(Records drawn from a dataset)
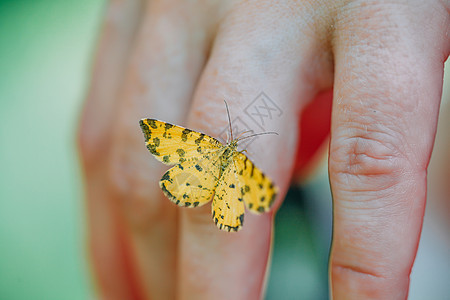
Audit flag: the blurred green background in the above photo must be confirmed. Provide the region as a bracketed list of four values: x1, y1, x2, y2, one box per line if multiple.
[0, 1, 448, 299]
[0, 1, 103, 299]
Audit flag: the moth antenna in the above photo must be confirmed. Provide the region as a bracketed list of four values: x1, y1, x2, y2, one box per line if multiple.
[236, 130, 252, 140]
[224, 100, 233, 140]
[237, 131, 278, 142]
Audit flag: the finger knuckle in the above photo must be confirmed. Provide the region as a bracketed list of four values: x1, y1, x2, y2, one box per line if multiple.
[330, 262, 408, 298]
[77, 119, 106, 168]
[329, 122, 411, 191]
[106, 149, 169, 228]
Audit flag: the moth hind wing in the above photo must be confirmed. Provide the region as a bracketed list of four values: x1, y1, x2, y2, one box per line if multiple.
[234, 152, 278, 214]
[212, 165, 245, 232]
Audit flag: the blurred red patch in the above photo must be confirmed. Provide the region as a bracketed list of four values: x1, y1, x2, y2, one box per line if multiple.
[293, 89, 333, 180]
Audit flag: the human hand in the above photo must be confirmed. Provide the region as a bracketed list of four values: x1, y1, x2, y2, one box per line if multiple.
[78, 0, 450, 299]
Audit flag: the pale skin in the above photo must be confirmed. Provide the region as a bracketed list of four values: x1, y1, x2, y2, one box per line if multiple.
[78, 0, 450, 299]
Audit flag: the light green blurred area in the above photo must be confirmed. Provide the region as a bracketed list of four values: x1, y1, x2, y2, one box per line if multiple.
[0, 1, 104, 299]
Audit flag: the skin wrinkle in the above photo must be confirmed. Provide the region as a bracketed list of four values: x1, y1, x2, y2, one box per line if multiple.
[347, 136, 400, 164]
[330, 71, 424, 178]
[330, 133, 407, 177]
[331, 116, 428, 189]
[332, 218, 413, 279]
[333, 215, 420, 275]
[334, 211, 416, 279]
[336, 99, 421, 155]
[333, 176, 401, 195]
[339, 202, 414, 229]
[336, 233, 391, 271]
[335, 185, 414, 213]
[334, 172, 423, 239]
[332, 254, 397, 283]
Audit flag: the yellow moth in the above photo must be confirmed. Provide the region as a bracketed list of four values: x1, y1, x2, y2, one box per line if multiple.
[139, 102, 278, 232]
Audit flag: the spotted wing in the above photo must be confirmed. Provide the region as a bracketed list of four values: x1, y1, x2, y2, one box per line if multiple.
[140, 119, 222, 165]
[212, 163, 245, 232]
[159, 149, 222, 207]
[234, 152, 278, 214]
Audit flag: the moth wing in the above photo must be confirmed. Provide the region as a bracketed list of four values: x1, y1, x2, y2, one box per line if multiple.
[159, 149, 222, 207]
[234, 152, 278, 214]
[212, 163, 245, 232]
[140, 119, 222, 165]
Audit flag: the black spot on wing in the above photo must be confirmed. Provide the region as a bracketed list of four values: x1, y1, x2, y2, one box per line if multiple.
[243, 156, 248, 169]
[223, 224, 240, 232]
[165, 123, 174, 130]
[160, 182, 175, 200]
[195, 164, 203, 172]
[181, 128, 192, 142]
[257, 206, 265, 212]
[193, 201, 200, 207]
[176, 148, 185, 157]
[185, 201, 191, 207]
[229, 183, 235, 188]
[238, 213, 244, 225]
[163, 155, 170, 163]
[195, 133, 205, 145]
[153, 137, 160, 147]
[147, 144, 160, 156]
[148, 119, 158, 129]
[161, 172, 172, 183]
[139, 120, 152, 140]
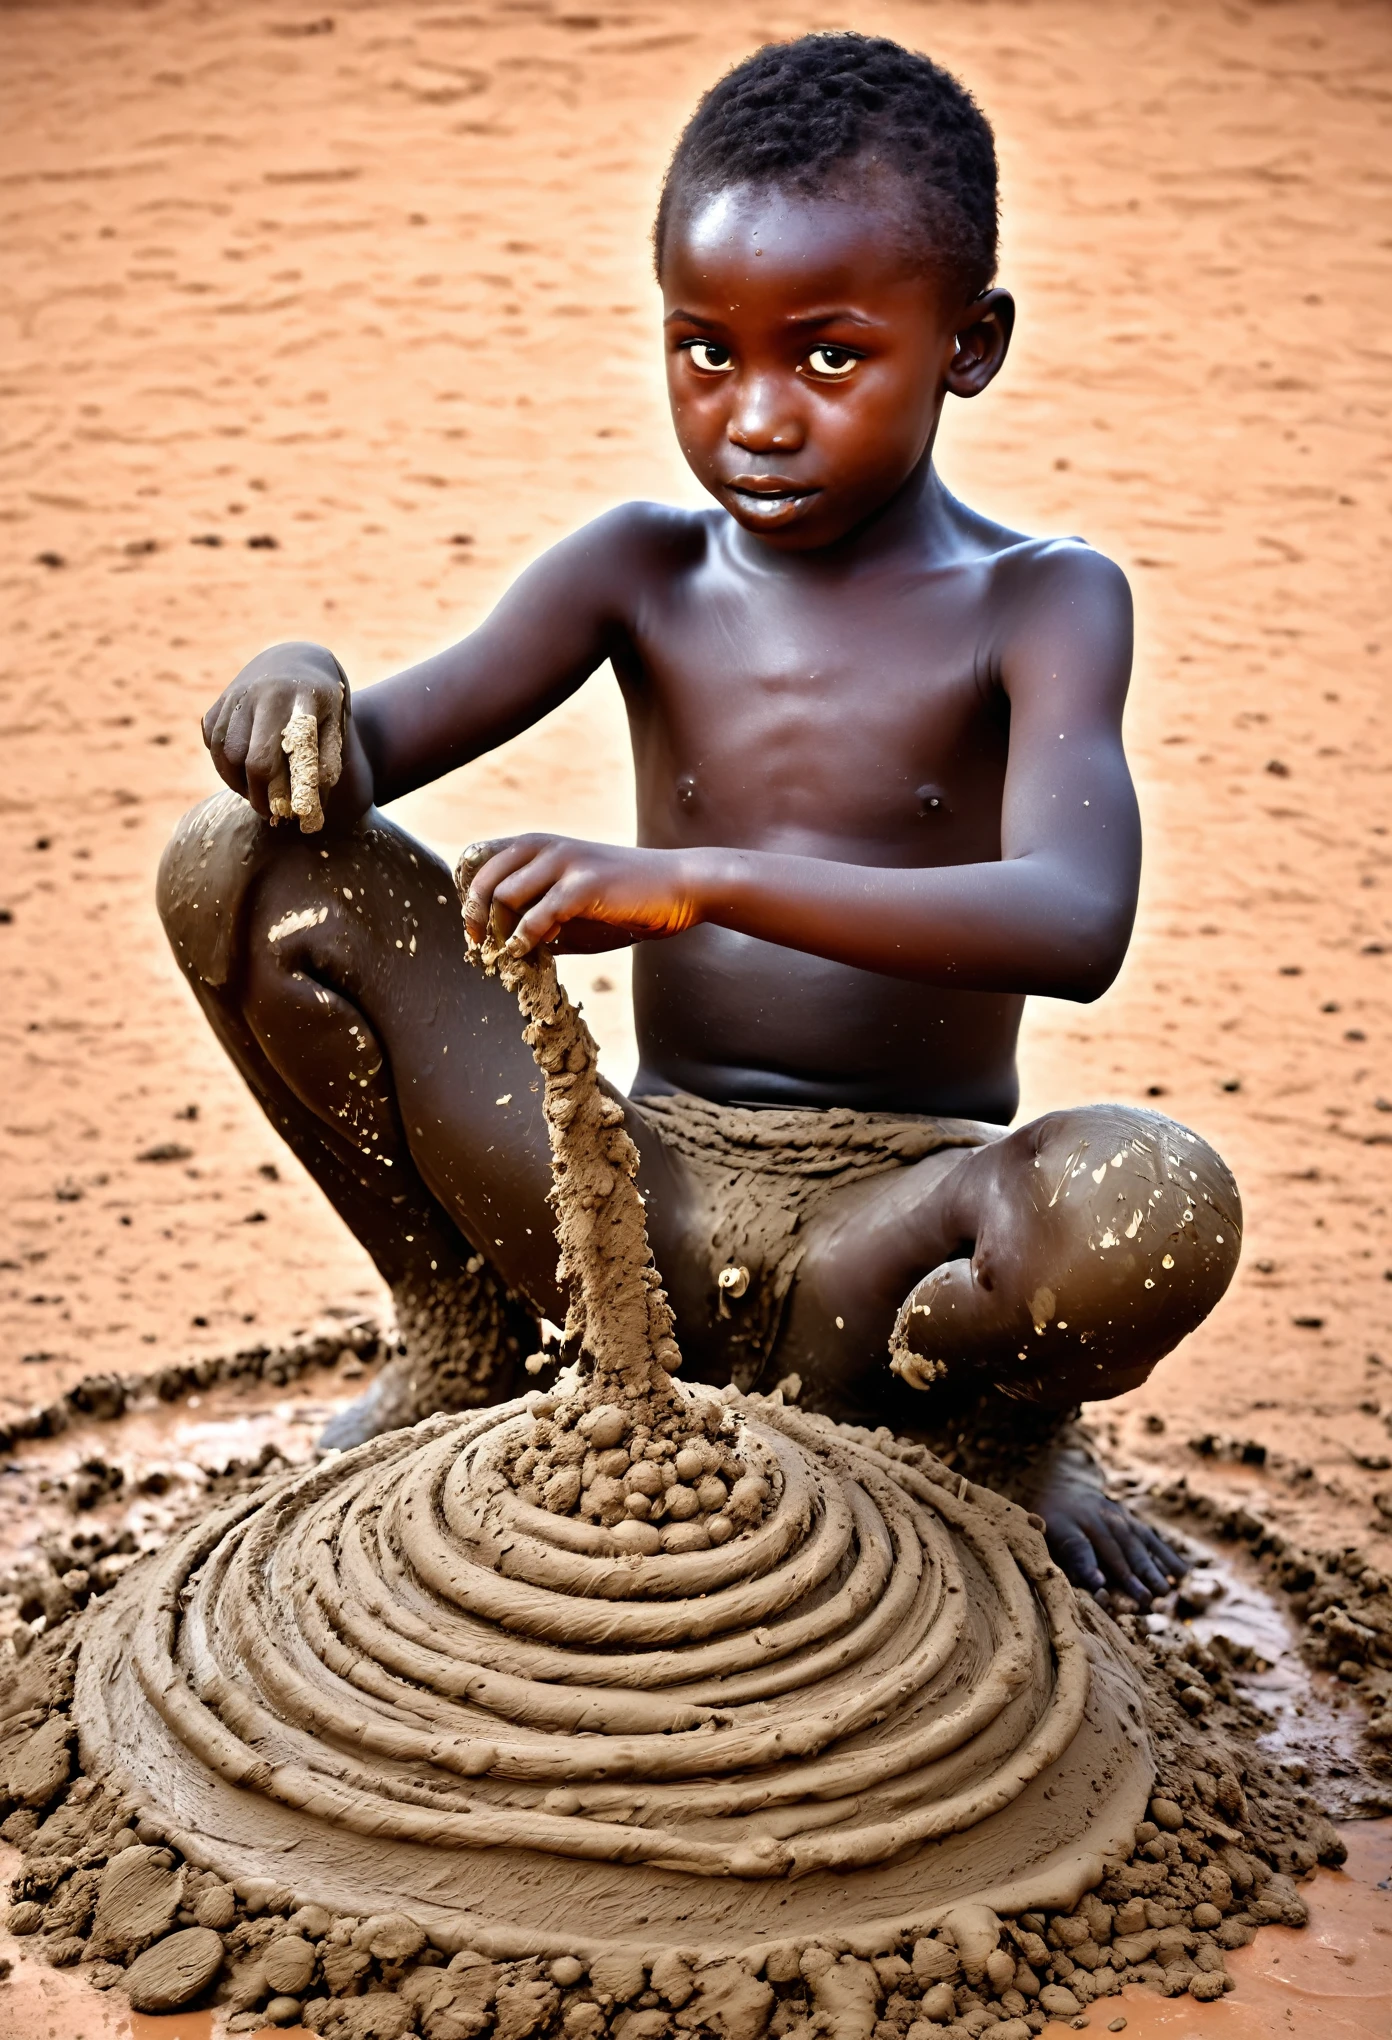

[TASK BRIEF] Transcribe every entry word for word, excluding images.

[OUTPUT]
Audit flag: the blurred green background in the above photo must be confirmed. Provide the region as a bracketed list of four values: x1, y1, x2, y2, one box per line if multiple.
[0, 1, 448, 299]
[0, 1, 103, 299]
Audit flag: the moth antenna in the above photo must be confirmed. Provide the region as a bracketed list of four values: x1, y1, x2, y2, one box per line if multiple.
[236, 130, 252, 140]
[224, 100, 233, 140]
[237, 131, 278, 142]
Audit flag: the finger knuckle in the above photo must be confirmed. Provide the region as a bracketed list of four values: x1, y1, x2, y2, one box per line if multiple.
[330, 262, 408, 298]
[77, 119, 106, 168]
[329, 122, 411, 191]
[106, 149, 169, 228]
Audit flag: the moth hind wing in the above photo must be confirmed. Provide the region as a bracketed list of four values: x1, y1, x2, y2, one box per line if multiple.
[234, 152, 278, 214]
[212, 165, 245, 232]
Audit flag: the blurred red patch in the above photo must be confirmed. Provide the region as a bracketed list of four values: x1, y1, x2, y2, one box per line if multiple.
[293, 89, 333, 180]
Audit flag: the human hand in the above photo must be confirmed. Provide the region as a bracketed list of four values: x1, y1, x2, y2, one box per line if multiple.
[78, 0, 450, 299]
Audit flag: the pale skin in the above photo must be confirmed. Provide the region as a bracketed list of four values: x1, y1, x2, y2, one box per line if multiple.
[78, 0, 450, 299]
Audit flag: the light green blurred area in the above photo must be confirmed. Provide the region as a bracketed list of four values: x1, y1, x2, y2, one box per line if multiple.
[0, 1, 104, 299]
Audit flag: the skin wrinkle in the above photo must be confirmed. Provide the region as a bracketed list of four values: x1, y1, x2, y2, one box per line if multiple.
[347, 136, 400, 164]
[330, 71, 424, 178]
[330, 133, 407, 177]
[331, 116, 428, 189]
[332, 218, 413, 279]
[333, 215, 420, 275]
[334, 211, 416, 279]
[336, 99, 421, 155]
[333, 176, 401, 195]
[339, 202, 414, 229]
[336, 233, 391, 271]
[335, 185, 414, 213]
[334, 172, 423, 239]
[332, 254, 397, 283]
Audit flag: the yellow moth in the above photo must be confirmed. Provide the region as a bracketed list of four values: x1, y1, x2, y2, one box per line if multiple.
[139, 102, 278, 232]
Audit flag: the spotted wing in the above photo must be confirmed. Provide the region as a bracketed list of four values: x1, y1, x2, y2, one box per line if multiple.
[140, 119, 222, 165]
[212, 163, 245, 232]
[159, 149, 222, 207]
[234, 152, 278, 214]
Audit flag: the moth wing in the above photo must be confirmed. Provide the region as a bracketed list of four values: x1, y1, x2, y2, one box per line if multiple.
[159, 149, 222, 207]
[234, 152, 278, 214]
[212, 163, 245, 232]
[140, 119, 222, 165]
Audit flag: the black spot on wing in the above photo must be confirmed. Provide the region as a bracketed list of four values: x1, y1, x2, y2, one box per line if multiple.
[243, 156, 248, 169]
[223, 224, 240, 232]
[165, 123, 174, 130]
[160, 182, 175, 200]
[195, 164, 203, 172]
[181, 128, 192, 142]
[257, 206, 265, 212]
[193, 201, 200, 207]
[176, 148, 185, 157]
[185, 201, 191, 207]
[229, 183, 235, 188]
[238, 213, 244, 225]
[163, 155, 170, 163]
[195, 133, 205, 145]
[153, 137, 160, 147]
[147, 144, 160, 156]
[148, 119, 158, 129]
[161, 172, 172, 183]
[139, 120, 152, 140]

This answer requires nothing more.